◆ **THE PROBLEM**
Can you copy these lines without changing anything?

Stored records
+++
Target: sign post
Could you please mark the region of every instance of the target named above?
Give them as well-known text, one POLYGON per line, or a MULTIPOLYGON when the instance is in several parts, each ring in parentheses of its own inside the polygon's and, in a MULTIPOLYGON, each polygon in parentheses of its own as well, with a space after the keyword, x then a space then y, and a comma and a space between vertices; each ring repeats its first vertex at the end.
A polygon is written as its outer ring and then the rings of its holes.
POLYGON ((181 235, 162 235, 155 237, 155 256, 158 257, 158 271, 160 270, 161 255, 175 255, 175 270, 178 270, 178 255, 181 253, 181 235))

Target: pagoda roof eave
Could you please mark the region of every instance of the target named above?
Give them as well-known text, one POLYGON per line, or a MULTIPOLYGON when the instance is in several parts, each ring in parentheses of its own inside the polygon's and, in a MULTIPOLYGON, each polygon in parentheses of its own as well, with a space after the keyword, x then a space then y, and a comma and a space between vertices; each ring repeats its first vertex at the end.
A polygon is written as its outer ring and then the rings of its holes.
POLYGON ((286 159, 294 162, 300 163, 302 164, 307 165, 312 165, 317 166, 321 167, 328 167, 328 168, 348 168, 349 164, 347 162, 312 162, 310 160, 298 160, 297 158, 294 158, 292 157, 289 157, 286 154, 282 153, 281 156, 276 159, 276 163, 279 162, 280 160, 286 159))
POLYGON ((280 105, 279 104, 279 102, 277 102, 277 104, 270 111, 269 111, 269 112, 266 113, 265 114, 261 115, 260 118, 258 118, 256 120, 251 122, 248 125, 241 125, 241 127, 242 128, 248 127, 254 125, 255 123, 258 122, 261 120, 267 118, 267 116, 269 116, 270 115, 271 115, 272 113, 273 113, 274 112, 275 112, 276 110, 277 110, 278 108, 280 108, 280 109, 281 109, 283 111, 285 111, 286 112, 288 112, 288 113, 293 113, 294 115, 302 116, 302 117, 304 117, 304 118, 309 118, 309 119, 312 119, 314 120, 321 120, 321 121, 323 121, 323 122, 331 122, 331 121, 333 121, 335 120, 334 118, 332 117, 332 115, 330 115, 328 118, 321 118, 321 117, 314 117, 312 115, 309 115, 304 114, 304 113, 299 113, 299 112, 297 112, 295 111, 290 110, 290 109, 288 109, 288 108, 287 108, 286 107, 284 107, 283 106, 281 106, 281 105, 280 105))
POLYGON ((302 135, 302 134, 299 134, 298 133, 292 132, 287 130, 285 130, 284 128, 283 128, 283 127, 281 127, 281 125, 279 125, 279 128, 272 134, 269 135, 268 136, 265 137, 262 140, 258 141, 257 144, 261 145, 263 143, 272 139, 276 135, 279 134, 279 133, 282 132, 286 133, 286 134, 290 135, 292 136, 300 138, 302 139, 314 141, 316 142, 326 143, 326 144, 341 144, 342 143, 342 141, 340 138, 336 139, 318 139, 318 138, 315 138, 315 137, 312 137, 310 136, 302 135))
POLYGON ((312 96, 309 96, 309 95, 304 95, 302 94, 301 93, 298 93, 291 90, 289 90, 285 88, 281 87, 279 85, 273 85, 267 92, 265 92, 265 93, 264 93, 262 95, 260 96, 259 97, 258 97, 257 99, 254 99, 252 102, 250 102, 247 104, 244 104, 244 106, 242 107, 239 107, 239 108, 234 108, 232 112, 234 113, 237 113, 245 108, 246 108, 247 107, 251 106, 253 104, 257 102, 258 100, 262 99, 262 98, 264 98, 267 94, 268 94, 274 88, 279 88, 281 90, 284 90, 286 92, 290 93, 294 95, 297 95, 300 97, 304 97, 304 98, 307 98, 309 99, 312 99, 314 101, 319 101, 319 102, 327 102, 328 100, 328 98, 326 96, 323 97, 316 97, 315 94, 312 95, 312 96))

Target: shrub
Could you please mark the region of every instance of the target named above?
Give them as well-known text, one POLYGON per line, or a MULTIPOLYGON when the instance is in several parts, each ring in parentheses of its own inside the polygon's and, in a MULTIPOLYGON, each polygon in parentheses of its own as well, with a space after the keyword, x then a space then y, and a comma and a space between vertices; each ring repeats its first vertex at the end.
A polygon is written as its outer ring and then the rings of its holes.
+++
◆ **ANSWER TO THE TASK**
Target: sign post
Could you please mark the region of every instance of the target named above?
Give them as well-known text, one POLYGON per line, or a MULTIPOLYGON when the instance is in several parts, each ring in parentheses of its own inside the polygon's and, in a MULTIPOLYGON, each polygon in parentheses of its own as well, with a space after the keyword, x then a space then y, and a comma and a space between vertices; each ring repeats its first vertex at the end.
A polygon is written as its outer ring and then the rings of its holes.
POLYGON ((181 235, 162 235, 155 237, 155 256, 158 257, 158 271, 160 270, 161 255, 175 255, 175 270, 178 270, 178 255, 181 253, 181 235))

Target: pagoda roof eave
Could you please mark the region of every instance of the target named above?
Give them as well-known text, one POLYGON per line, or a MULTIPOLYGON when the instance is in several parts, each ring in parentheses of its own inside the polygon's and, in a MULTIPOLYGON, each polygon in parentheses of its own as well, with a space after the keyword, x then a space then y, and a comma and a space between vertices; each ring repeats its first vertex at the end.
A polygon is written as its outer ring and then the rings of its holes.
POLYGON ((286 159, 294 162, 300 163, 302 164, 307 165, 312 165, 317 166, 321 167, 328 167, 328 168, 348 168, 349 164, 347 162, 312 162, 310 160, 298 160, 297 158, 294 158, 292 157, 289 157, 286 154, 282 153, 281 156, 276 159, 276 163, 279 162, 280 160, 286 159))
POLYGON ((280 105, 279 104, 279 102, 277 102, 277 104, 270 111, 269 111, 269 112, 266 113, 265 114, 261 115, 260 118, 258 118, 256 120, 251 122, 248 125, 241 125, 241 127, 242 128, 248 127, 254 125, 255 123, 258 122, 261 120, 267 118, 267 116, 269 116, 270 115, 271 115, 272 113, 273 113, 274 112, 275 112, 276 110, 277 110, 278 108, 280 108, 280 109, 281 109, 283 111, 285 111, 286 112, 288 112, 288 113, 293 113, 294 115, 302 116, 302 117, 304 117, 304 118, 309 118, 309 119, 312 119, 314 120, 321 120, 321 121, 323 121, 323 122, 331 122, 331 121, 333 121, 335 120, 334 118, 332 117, 332 115, 330 115, 328 118, 321 118, 321 117, 314 117, 312 115, 309 115, 304 114, 304 113, 299 113, 299 112, 297 112, 295 111, 290 110, 290 109, 288 109, 288 108, 287 108, 286 107, 284 107, 283 106, 281 106, 281 105, 280 105))
POLYGON ((302 135, 302 134, 299 134, 298 133, 292 132, 287 130, 285 130, 284 128, 283 128, 283 127, 281 127, 281 125, 279 125, 279 128, 272 134, 269 135, 268 136, 265 137, 262 140, 258 141, 257 144, 261 145, 263 143, 272 139, 276 135, 279 134, 279 133, 282 132, 286 133, 286 134, 290 135, 292 136, 300 138, 302 139, 314 141, 316 142, 326 143, 326 144, 341 144, 342 143, 342 141, 340 138, 336 139, 318 139, 318 138, 315 138, 315 137, 312 137, 310 136, 302 135))
POLYGON ((312 96, 309 96, 309 95, 304 95, 302 94, 301 93, 298 93, 291 90, 289 90, 285 88, 281 87, 279 85, 273 85, 267 92, 265 92, 265 93, 264 93, 262 95, 260 96, 259 97, 258 97, 257 99, 254 99, 252 102, 250 102, 247 104, 244 104, 244 106, 242 107, 239 107, 239 108, 234 108, 232 112, 234 113, 237 113, 245 108, 246 108, 247 107, 251 106, 253 104, 257 102, 258 100, 262 99, 262 98, 264 98, 267 94, 268 94, 274 88, 279 88, 281 90, 284 90, 286 92, 290 93, 294 95, 297 95, 300 97, 304 97, 304 98, 307 98, 309 99, 312 99, 314 101, 319 101, 319 102, 327 102, 328 100, 328 98, 326 96, 323 97, 316 97, 315 94, 312 95, 312 96))

Target: shrub
Could you please mark the region of every instance of the target named above?
Give them as well-known text, one POLYGON per line, or a MULTIPOLYGON when the instance is in several parts, each ring in parentheses of its own inside the polygon's and, in a MULTIPOLYGON, each polygon in parentheses of its own as well, with a space after the keyword, x then a space then y, and a comma and a space between vertices; each ring repeats its first vertex at the end.
A polygon is written as its outer ring and then the rings of its holes.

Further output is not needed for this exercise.